* start PAGE *
It's fluid, and different people have different ways they cut them up, but you'll see things like:

* a "fiction layer" that comprises the setting as a "world that could be real" inhabited by the characters as "people who could be real"... to me, this is the "real place", the "territory", the actual thing.
* a "system layer" with all the rules and character attributes and dice and whatnot -- personally I treat this as the "map" of that territory
* a "social layer" because of the player interactions that aren't inside the construct of the game, everything from who sits next to each other to how pizza gets ordered to how the players' personalities affect their PCs' interactions

And so on.

So you might see someone say that the fiction layer and system layer are out of sync, because the system layer keeps producing results that are out of whack with the fiction layer (or because players have the wrong fiction layer expectations for the system they're using).

Frozen_Feet
2019-05-04, 05:26 PM
Also, it probably is dumb to think about it, but, in a world with potential infinite growth, and the possibility of staving age or even becoming immortal... shouldn't be elder/ancient Wild Cards characters around who have maxed all abilites and all skills and taken all the best edges and learned all the spells...?

It is impossible to give an abstract solution independent of system specifics. The closest thing is application of diminishing returns, where gains over time decrease asymptotically. The practical effect is that at some point, character growth functionally stops even if it's technically still on-going and actually reaching max everything would take unfeasible amount of time (multiple lifetimes of the universe on the in-game clock, for example).

Knaight
2019-05-04, 06:23 PM
Also, it probably is dumb to think about it, but, in a world with potential infinite growth, and the possibility of staving age or even becoming immortal... shouldn't be elder/ancient Wild Cards characters around who have maxed all abilites and all skills and taken all the best edges and learned all the spells...? Like, that ancient lich or vampire lord, who is the final boss, shouldn't it be as powerful as a Demigod?

If they have a singular obsession to personal improvement in skills, and skill loss through disuse in the setting isn't a thing, and all the skills involved haven't changed then yes. Absent all of these, no. The elder vampire who spent the entire 18th century mastering every scientific field they could, deeply obsessed in them now has a strong grasp of some basic fundamentals across the board, with the occasional belief in discredited weirdness. The faerie knight who gave up fighting to instead blend in with society as nature's margins shrunk all around them has top notch combat skills with whatever several centuries of rust has done to them. The ancient lich didn't seek immortality to spend eternity training, and while they're still a powerful mage they really haven't done much recently.

Also from a system perspective soft caps via exponentially growing improvement costs are a pretty common design feature.

noob
2019-05-04, 06:40 PM
Yes if the lich have been too busy catching up on reading all the novels the lich probably did not learn much more about arcane magic.
I mean if you become immortal reading all the novels is probably the first task you set for yourself.
* end PAGE *
* start DATASET CONTENT *
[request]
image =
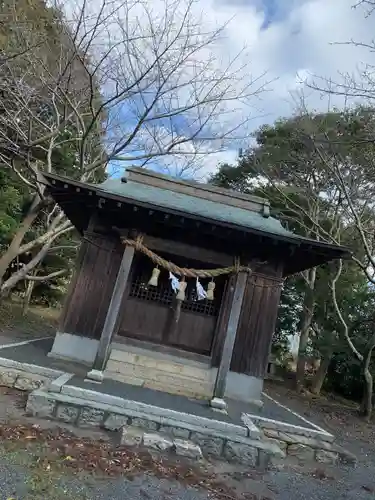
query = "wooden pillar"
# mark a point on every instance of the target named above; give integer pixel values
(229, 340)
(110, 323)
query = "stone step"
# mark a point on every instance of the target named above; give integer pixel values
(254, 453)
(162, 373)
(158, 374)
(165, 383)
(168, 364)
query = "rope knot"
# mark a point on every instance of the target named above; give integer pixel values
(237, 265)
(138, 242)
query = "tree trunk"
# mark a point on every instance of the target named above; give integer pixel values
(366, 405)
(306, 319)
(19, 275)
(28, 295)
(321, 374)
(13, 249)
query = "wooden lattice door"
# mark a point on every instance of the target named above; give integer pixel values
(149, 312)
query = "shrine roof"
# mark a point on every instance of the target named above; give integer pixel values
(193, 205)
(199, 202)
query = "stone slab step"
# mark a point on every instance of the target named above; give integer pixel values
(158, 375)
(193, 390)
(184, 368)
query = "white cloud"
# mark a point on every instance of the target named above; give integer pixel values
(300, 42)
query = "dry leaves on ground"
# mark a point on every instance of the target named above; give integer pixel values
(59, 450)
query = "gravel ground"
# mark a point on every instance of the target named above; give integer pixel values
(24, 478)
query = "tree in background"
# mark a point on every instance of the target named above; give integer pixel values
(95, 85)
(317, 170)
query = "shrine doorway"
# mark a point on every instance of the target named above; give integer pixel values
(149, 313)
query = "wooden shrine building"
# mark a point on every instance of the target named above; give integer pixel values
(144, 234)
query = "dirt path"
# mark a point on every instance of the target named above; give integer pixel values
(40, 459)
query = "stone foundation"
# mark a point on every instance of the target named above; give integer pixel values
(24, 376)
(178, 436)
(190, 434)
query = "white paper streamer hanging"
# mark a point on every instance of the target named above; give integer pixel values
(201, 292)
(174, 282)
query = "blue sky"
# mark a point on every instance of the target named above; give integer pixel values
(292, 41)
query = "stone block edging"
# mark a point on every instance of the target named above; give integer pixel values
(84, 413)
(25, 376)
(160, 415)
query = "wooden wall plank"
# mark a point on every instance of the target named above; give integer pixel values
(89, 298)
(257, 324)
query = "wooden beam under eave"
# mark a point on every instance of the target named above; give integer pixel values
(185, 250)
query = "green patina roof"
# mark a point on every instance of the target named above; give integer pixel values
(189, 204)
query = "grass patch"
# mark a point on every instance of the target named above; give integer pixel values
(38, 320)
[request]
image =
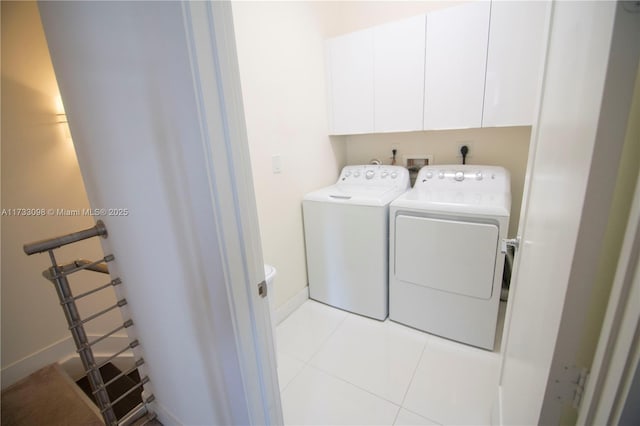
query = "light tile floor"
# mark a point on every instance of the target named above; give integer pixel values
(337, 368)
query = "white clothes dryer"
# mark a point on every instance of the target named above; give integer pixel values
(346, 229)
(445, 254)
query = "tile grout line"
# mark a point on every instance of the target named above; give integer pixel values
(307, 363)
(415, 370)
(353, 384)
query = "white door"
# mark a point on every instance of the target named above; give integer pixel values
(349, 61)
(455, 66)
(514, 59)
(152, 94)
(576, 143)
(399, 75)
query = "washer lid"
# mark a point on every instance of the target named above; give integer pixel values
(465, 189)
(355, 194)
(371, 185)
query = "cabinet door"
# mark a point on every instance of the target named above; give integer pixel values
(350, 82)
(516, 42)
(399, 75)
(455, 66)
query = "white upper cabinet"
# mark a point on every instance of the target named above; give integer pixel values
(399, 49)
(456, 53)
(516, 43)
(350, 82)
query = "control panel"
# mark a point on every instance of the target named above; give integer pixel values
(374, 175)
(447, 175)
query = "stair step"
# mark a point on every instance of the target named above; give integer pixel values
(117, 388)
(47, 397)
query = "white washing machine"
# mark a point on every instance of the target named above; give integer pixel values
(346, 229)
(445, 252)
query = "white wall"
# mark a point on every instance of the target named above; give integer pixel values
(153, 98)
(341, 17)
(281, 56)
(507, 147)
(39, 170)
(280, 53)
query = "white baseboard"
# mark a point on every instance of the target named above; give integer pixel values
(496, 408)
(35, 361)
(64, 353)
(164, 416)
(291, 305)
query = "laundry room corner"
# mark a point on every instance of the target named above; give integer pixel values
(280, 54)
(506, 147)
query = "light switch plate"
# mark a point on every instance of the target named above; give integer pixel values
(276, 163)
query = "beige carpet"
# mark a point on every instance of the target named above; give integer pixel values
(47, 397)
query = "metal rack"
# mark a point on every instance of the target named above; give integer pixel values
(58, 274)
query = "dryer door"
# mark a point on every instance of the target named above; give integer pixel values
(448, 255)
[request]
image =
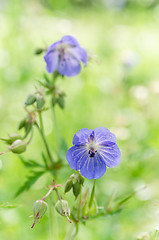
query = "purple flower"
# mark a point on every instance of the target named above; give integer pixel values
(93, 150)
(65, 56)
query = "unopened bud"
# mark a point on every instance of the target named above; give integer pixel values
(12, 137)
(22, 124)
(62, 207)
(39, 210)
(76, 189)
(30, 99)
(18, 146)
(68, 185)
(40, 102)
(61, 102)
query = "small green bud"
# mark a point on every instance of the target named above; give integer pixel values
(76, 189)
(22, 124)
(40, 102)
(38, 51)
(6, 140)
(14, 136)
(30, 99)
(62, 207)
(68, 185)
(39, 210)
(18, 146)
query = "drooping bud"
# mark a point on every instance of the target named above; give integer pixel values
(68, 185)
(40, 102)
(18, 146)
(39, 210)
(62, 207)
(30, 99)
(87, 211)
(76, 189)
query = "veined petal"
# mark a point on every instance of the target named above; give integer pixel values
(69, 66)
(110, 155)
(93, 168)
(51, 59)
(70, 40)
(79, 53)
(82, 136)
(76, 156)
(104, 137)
* end DATASET CONTENT *
_BRIEF:_
Continue the forum discussion about tabletop roleplaying games from the point where it stops. These records were drawn from a separate source and have no connection to the forum discussion.

_RESPONSE BELOW:_
Pauly
2019-05-05, 12:52 AM
If they have a singular obsession to personal improvement in skills, and skill loss through disuse in the setting isn't a thing, and all the skills involved haven't changed then yes. Absent all of these, no. The elder vampire who spent the entire 18th century mastering every scientific field they could, deeply obsessed in them now has a strong grasp of some basic fundamentals across the board, with the occasional belief in discredited weirdness. The faerie knight who gave up fighting to instead blend in with society as nature's margins shrunk all around them has top notch combat skills with whatever several centuries of rust has done to them. The ancient lich didn't seek immortality to spend eternity training, and while they're still a powerful mage they really haven't done much recently.

Also from a system perspective soft caps via exponentially growing improvement costs are a pretty common design feature.

Think of what happens when you’re playing a computer RPG and hit the XP cap. Most players stop doing side quests and/or grinding and move onto completing the main story.

If there’s no advancement there’s no reason to keep acquiring XP. When you Lich hits 20th level (or whatever the cap is) they stop gaining spell slots, stop gaining HP, Stop gaining skills. All what is left for them to do is to Pokémon all the spells.

noob
2019-05-05, 05:26 AM
Think of what happens when you’re playing a computer RPG and hit the XP cap. Most players stop doing side quests and/or grinding and move onto completing the main story.

If there’s no advancement there’s no reason to keep acquiring XP. When you Lich hits 20th level (or whatever the cap is) they stop gaining spell slots, stop gaining HP, Stop gaining skills. All what is left for them to do is to Pokémon all the spells.

which is an endless task if creating new spells and rituals is a thing.

gkathellar
2019-05-05, 05:35 AM
which is an endless task if creating new spells and rituals is a thing.

Eh, at a certain point you have all the spells you actually need, and any others are just contrivances. If you know Summon Potato Salad, do you really need Summon Potato Salad With Mustard?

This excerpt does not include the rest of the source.